_Exercise_. How many lines below contain the string "corrections"? Reply with the figure and no further words.

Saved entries
★ ★ ★ ★

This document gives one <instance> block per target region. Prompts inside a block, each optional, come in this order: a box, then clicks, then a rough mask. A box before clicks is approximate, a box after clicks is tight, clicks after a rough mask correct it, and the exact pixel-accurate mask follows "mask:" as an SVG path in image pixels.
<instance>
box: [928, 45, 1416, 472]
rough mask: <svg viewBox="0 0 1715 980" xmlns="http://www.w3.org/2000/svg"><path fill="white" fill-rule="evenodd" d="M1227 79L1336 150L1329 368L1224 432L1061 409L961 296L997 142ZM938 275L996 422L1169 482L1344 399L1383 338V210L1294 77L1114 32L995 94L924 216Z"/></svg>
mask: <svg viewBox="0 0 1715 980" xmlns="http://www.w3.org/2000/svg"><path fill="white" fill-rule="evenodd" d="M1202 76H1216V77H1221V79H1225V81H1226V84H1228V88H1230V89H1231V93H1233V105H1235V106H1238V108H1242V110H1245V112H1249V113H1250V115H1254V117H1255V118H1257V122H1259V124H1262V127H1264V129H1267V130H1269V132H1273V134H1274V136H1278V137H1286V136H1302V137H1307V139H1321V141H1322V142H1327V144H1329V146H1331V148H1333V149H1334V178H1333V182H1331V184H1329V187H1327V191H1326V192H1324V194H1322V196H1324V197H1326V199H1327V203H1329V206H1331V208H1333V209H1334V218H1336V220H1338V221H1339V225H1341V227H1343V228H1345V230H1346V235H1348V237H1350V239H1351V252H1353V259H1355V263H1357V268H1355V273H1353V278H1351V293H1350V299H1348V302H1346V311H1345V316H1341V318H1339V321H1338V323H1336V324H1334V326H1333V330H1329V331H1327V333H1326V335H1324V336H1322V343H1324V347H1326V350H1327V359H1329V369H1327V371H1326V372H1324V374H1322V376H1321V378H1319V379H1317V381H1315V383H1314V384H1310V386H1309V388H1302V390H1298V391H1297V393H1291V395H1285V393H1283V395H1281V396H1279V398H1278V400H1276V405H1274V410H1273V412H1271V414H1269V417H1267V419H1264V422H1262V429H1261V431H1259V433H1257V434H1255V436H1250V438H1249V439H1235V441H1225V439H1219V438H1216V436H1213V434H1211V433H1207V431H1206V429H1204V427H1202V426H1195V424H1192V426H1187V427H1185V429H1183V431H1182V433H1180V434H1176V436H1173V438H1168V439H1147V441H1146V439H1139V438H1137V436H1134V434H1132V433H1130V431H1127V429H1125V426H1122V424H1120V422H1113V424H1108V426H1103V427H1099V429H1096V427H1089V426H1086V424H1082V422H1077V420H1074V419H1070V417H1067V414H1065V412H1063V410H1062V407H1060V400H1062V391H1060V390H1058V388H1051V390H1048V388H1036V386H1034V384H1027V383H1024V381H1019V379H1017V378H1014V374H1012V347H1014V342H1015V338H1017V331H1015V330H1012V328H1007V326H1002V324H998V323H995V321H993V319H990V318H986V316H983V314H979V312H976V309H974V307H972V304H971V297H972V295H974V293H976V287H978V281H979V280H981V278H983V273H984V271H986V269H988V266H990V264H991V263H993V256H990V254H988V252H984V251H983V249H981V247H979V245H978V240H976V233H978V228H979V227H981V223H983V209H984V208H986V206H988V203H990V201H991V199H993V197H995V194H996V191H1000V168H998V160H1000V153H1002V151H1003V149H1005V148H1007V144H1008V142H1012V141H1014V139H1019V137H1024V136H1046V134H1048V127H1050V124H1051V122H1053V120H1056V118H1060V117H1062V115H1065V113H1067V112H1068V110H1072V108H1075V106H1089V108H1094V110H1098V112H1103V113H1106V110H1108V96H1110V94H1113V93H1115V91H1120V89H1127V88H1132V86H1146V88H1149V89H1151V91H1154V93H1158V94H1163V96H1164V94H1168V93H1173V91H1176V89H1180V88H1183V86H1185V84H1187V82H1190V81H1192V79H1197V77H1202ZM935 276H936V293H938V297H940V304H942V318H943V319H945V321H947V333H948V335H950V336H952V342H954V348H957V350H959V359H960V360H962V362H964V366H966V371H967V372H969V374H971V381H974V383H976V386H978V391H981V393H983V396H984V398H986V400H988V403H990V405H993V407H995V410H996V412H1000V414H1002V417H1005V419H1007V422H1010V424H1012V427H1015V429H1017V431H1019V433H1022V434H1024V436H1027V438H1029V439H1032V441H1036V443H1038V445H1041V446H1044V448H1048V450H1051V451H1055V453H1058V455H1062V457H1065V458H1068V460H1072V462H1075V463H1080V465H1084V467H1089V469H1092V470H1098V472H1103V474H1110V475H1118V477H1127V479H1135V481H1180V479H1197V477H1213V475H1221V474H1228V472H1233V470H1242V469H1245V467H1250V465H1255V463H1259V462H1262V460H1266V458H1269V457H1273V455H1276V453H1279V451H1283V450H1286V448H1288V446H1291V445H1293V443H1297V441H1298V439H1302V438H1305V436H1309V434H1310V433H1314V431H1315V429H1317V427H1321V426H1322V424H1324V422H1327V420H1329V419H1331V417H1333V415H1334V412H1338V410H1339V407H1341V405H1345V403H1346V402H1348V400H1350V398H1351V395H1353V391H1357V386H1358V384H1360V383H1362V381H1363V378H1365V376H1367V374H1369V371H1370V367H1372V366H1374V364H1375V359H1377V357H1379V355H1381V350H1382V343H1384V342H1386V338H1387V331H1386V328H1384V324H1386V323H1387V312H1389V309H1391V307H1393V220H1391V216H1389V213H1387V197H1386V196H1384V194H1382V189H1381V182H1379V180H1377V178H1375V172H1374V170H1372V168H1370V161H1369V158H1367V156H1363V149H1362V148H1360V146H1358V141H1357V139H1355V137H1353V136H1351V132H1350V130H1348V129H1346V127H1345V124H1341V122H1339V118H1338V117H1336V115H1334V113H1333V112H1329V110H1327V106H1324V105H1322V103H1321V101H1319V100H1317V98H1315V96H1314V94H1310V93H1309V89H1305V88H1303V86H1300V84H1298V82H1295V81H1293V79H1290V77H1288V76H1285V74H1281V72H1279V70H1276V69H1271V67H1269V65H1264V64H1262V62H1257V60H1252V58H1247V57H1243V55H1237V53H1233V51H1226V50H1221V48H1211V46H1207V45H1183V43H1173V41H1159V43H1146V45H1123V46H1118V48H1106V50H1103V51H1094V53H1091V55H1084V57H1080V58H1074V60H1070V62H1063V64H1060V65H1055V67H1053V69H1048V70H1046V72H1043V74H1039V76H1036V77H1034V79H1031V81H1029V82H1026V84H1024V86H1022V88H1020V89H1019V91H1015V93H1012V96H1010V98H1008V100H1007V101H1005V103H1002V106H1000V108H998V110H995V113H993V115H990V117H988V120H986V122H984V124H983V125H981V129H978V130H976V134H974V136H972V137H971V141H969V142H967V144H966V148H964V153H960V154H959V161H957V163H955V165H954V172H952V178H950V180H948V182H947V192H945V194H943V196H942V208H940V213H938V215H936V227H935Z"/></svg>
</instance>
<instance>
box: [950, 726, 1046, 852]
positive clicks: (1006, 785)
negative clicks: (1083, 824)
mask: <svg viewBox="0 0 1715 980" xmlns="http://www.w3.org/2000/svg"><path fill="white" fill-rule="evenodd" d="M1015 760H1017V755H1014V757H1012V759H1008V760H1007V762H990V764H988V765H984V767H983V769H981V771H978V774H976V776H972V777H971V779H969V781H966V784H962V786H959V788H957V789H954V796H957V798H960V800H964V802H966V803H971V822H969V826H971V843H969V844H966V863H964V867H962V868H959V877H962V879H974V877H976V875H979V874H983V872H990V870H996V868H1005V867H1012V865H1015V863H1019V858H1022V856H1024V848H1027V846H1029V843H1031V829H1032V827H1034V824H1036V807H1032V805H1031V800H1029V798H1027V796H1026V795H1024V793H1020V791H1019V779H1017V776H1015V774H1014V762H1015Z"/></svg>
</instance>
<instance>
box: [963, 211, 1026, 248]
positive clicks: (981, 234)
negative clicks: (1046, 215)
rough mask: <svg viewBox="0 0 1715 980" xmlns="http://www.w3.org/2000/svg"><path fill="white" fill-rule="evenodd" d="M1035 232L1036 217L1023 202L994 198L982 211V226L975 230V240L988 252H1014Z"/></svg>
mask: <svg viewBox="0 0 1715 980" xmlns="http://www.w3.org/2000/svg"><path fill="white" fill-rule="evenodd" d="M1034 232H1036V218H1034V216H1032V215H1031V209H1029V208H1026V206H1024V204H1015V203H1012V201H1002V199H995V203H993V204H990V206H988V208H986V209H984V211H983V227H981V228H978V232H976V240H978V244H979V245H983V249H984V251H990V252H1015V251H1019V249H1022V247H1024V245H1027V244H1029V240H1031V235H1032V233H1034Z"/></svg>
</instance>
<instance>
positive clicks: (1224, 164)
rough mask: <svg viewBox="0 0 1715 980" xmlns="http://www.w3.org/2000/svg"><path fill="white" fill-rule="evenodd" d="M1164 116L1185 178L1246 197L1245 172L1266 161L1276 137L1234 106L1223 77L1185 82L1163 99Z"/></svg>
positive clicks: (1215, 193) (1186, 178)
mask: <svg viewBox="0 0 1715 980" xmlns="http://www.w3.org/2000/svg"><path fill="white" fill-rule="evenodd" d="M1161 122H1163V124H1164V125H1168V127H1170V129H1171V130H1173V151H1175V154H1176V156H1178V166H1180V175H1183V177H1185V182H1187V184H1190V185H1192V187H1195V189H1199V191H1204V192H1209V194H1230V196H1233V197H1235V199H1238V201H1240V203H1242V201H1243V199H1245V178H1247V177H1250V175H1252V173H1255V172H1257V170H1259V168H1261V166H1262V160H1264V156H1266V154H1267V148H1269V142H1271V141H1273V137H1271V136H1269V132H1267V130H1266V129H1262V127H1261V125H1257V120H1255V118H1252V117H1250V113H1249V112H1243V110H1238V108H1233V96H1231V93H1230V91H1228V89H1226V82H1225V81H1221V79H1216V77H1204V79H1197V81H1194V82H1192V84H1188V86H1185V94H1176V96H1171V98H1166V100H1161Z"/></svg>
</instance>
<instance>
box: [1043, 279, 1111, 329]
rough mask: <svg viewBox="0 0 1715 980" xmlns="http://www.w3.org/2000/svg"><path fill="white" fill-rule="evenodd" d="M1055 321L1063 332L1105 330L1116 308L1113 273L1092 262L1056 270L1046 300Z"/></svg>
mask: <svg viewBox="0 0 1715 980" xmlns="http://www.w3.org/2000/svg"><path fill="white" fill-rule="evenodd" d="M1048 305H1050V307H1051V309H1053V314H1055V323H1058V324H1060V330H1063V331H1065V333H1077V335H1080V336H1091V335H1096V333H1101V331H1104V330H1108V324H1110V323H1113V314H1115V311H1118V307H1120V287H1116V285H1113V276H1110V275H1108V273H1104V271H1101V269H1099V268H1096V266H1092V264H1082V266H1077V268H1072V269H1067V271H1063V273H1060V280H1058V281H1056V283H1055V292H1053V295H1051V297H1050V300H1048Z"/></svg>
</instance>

★ ★ ★ ★

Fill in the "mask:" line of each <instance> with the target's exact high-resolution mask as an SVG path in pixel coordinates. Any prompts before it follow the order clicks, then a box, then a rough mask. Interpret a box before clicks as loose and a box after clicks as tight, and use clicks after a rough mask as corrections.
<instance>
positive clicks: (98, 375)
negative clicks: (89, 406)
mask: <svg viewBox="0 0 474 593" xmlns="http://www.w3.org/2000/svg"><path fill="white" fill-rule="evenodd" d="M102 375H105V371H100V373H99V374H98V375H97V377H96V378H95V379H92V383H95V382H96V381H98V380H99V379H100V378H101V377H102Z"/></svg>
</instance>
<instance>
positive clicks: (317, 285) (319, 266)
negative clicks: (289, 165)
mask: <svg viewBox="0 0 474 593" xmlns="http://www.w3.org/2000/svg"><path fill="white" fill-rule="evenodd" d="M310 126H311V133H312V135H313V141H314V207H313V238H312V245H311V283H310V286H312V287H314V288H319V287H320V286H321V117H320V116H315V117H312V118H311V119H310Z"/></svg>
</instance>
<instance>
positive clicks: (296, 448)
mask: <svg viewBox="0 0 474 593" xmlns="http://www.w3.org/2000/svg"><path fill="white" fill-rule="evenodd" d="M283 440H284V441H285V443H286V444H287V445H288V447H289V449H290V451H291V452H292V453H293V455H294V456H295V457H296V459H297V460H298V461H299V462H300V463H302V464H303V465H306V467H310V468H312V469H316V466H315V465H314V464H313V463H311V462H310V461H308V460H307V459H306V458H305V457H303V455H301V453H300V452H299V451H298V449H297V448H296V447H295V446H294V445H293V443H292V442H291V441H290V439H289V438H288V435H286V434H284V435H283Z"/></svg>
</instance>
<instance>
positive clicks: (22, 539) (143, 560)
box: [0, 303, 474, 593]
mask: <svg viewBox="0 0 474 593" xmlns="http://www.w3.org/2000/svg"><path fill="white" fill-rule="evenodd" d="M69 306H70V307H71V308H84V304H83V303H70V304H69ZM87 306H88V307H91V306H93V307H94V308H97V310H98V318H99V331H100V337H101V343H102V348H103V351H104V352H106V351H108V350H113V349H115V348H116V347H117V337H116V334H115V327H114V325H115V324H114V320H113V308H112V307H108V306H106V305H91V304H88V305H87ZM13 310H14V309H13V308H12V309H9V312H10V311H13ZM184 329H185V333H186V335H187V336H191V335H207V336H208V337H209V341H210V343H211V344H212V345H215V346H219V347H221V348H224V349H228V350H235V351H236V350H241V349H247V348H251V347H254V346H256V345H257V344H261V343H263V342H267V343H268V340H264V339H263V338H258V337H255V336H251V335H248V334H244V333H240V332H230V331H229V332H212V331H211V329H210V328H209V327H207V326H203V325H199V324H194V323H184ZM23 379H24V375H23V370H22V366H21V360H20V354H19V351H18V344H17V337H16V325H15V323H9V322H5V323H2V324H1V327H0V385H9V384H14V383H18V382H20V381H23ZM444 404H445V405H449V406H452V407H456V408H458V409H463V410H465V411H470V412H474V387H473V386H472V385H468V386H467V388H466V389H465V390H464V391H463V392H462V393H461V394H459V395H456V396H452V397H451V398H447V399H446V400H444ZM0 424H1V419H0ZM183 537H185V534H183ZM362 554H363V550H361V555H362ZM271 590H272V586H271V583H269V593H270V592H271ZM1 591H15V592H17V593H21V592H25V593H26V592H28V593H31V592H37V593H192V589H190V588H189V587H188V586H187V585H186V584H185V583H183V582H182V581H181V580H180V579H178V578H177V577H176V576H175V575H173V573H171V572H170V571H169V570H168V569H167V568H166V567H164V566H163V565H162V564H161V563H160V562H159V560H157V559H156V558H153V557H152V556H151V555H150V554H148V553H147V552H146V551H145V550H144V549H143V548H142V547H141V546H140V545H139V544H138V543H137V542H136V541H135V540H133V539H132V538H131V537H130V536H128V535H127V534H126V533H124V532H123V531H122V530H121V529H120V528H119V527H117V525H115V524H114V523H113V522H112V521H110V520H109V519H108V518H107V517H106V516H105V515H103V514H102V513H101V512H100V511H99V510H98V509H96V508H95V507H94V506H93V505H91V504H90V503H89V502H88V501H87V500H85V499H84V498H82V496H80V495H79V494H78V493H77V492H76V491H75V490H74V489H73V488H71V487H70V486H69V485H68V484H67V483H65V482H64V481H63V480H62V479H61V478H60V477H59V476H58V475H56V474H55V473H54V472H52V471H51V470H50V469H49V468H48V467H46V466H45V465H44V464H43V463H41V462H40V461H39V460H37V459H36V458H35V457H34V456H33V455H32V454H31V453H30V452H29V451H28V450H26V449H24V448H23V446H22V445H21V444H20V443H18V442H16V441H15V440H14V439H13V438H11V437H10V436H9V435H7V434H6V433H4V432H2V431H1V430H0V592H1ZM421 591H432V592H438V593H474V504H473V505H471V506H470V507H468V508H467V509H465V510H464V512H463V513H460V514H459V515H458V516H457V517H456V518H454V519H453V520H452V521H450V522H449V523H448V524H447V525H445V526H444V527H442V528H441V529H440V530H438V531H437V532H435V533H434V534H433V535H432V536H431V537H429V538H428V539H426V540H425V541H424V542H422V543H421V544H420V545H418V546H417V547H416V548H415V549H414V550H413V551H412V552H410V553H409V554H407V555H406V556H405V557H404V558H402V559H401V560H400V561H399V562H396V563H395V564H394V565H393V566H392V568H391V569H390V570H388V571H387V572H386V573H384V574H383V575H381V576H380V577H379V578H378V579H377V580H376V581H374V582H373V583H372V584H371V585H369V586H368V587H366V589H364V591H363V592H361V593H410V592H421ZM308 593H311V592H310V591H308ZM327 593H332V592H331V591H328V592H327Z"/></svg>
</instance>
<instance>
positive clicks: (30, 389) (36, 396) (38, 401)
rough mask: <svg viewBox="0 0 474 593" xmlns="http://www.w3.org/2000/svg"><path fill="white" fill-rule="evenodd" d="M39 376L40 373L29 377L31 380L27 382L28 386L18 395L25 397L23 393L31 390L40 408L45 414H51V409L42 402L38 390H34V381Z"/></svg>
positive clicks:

★ ★ ★ ★

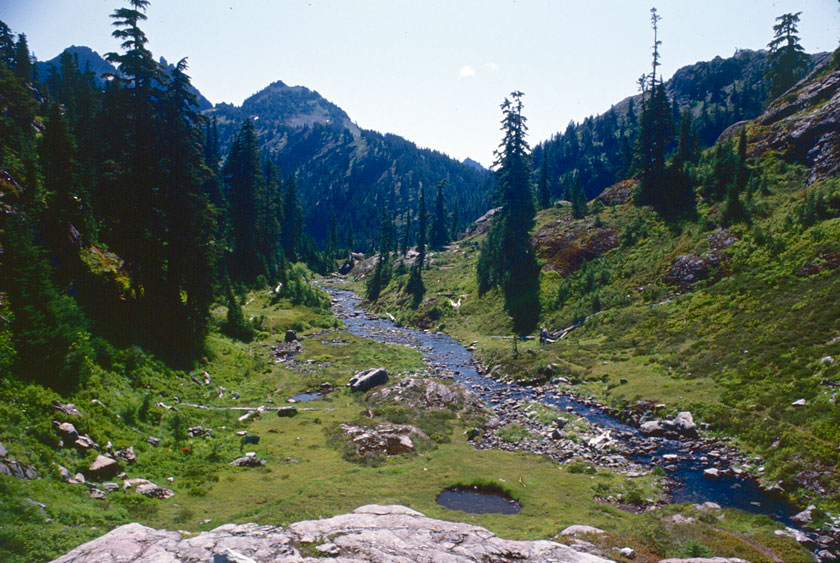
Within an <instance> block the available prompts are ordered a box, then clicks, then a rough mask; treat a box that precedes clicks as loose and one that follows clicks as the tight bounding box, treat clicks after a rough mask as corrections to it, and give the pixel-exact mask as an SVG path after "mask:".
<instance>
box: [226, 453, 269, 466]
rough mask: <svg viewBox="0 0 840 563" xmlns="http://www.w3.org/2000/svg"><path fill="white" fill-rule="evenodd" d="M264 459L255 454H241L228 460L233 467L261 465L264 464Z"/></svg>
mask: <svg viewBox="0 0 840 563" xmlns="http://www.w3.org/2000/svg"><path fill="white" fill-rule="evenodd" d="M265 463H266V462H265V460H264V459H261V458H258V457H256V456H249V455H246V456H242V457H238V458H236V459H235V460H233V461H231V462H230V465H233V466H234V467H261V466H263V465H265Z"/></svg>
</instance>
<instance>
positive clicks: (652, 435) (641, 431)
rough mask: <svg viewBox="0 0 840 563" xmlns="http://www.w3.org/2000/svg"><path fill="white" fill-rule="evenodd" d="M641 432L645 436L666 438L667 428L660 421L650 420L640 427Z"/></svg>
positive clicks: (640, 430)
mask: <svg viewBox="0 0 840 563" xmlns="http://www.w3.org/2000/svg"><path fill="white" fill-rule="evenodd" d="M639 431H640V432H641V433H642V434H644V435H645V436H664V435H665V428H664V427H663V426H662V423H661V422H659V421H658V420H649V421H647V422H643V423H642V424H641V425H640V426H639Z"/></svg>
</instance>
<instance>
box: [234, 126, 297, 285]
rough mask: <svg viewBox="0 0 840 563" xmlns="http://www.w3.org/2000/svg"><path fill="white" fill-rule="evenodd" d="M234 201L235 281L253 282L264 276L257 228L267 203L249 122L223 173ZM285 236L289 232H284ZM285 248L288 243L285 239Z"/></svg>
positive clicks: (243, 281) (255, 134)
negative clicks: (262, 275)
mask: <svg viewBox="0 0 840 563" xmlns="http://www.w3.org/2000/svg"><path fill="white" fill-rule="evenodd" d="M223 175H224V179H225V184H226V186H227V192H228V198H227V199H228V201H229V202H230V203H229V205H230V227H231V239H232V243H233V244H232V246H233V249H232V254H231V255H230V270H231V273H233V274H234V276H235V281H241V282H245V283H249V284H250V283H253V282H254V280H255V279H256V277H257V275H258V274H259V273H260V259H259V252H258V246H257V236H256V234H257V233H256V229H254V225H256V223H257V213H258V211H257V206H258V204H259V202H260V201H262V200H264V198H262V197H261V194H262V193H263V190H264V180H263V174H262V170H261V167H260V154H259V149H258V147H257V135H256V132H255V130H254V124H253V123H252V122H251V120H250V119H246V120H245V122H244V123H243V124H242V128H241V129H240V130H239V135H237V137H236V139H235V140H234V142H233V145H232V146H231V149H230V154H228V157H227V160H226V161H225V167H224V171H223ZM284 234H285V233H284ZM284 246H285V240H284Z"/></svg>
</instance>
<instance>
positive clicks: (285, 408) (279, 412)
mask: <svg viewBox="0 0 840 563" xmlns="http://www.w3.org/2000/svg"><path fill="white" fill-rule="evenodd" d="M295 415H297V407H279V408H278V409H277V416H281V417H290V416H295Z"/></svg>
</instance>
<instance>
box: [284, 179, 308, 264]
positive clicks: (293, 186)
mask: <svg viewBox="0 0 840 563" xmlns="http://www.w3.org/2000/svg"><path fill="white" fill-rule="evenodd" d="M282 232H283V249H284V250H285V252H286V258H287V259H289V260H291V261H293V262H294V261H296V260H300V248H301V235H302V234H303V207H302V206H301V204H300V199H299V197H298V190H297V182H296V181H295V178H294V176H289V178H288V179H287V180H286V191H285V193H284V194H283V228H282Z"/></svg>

★ ★ ★ ★

_Solved problem_. 2